The credit crisis burst into the open five years ago. The euro crisis has been rumbling for over two years. The term “crisis” isn’t just on everybody’s lips in finance. Wherever one turns – politics, business, medicine, ecology, psychology, in fact virtually every field of human activity – people talk about crises. But what are they, how do they develop and what can people do to change their course?
The first thing to say is that a crisis is not just a bad situation. When the word is used that way, it is devalued. The etymology is from the ancient Greek: krisis, or judgment. The Greek Orthodox Church uses the term when it talks about the Final Judgment – when sinners go to hell but the virtuous end up in heaven. The Chinese have a similar concept: the characters for crisis represent danger and opportunity.
A crisis is a point when people have to make rapid choices under extreme pressure, normally after something unhealthy has been exposed in a system. To use two other Greek words, one path can lead to chaos; another to catharsis or purification.

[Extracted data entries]
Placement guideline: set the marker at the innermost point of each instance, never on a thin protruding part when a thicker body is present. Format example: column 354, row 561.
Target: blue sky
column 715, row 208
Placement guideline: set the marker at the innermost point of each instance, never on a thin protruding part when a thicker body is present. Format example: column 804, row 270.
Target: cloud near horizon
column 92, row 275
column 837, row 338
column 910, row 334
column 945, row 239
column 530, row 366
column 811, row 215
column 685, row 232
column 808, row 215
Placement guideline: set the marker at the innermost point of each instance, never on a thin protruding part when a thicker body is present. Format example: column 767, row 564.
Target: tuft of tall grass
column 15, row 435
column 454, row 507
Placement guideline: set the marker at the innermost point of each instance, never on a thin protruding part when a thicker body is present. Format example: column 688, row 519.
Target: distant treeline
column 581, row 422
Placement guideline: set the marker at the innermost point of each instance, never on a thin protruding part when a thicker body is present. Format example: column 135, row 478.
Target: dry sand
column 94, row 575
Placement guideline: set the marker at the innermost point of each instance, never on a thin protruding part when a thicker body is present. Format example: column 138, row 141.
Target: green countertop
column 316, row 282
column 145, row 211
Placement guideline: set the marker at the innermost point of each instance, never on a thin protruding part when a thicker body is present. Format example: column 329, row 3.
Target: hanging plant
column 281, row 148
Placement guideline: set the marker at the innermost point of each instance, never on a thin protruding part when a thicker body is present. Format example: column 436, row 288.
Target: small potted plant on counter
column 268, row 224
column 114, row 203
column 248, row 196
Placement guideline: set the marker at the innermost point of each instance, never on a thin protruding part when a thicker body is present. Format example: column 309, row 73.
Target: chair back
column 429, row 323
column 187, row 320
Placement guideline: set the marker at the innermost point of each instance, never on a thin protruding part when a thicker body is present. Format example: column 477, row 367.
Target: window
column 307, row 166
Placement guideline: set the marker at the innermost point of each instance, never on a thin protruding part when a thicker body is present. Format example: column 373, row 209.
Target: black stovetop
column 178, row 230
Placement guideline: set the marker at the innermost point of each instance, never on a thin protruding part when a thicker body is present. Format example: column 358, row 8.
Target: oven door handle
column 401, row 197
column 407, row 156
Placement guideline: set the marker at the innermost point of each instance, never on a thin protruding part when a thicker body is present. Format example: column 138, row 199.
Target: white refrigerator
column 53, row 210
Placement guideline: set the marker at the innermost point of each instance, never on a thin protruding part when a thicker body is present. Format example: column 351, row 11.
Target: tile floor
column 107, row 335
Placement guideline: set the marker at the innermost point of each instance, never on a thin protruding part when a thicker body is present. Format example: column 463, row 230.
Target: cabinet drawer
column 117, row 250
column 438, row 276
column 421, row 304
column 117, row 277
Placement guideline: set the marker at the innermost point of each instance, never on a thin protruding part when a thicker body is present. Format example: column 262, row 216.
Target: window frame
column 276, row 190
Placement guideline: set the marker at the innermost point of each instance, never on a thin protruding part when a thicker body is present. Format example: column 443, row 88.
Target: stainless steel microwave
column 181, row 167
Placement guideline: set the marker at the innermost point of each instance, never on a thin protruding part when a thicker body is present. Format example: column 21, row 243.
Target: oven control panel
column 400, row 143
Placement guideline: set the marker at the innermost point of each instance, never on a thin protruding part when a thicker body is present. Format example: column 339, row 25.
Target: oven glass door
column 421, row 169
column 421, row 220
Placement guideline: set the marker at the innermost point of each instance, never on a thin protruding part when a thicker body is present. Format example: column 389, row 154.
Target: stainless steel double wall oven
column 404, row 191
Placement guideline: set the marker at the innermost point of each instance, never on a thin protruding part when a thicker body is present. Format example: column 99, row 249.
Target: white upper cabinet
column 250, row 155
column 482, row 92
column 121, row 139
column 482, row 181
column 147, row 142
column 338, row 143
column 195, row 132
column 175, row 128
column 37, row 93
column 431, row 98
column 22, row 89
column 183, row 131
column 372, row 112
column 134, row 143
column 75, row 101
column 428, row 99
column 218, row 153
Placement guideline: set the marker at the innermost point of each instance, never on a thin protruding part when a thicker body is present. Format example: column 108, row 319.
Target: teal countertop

**Exercises**
(1) In the passage about crises, what do the Chinese characters for crisis represent?
(2) Reproduce everything in the passage about crises from "A crisis is a" down to "catharsis or purification.".
(3) Carry on the passage about crises from the point where it ends.
You won't need the material.

**Answers to the exercises**
(1) Danger and opportunity.

(2)
A crisis is a point when people have to make rapid choices under extreme pressure, normally after something unhealthy has been exposed in a system. To use two other Greek words, one path can lead to chaos; another to catharsis or purification.

(3)
A crisis is certainly a test of character. It can be scary. Think of wars; environmental disasters that destroy civilisations of the sort charted in Jared Diamond’s book Collapse; mass unemployment; or individual depression that triggers suicide.
But the outcome can also be beneficial. This applies whether one is managing the aftermath of Lehman Brothers’ bankruptcy, the current euro crisis, the blow-up of an oil rig in the Gulf of Mexico or an individual’s mid-life crisis. Much depends on how the protagonists act.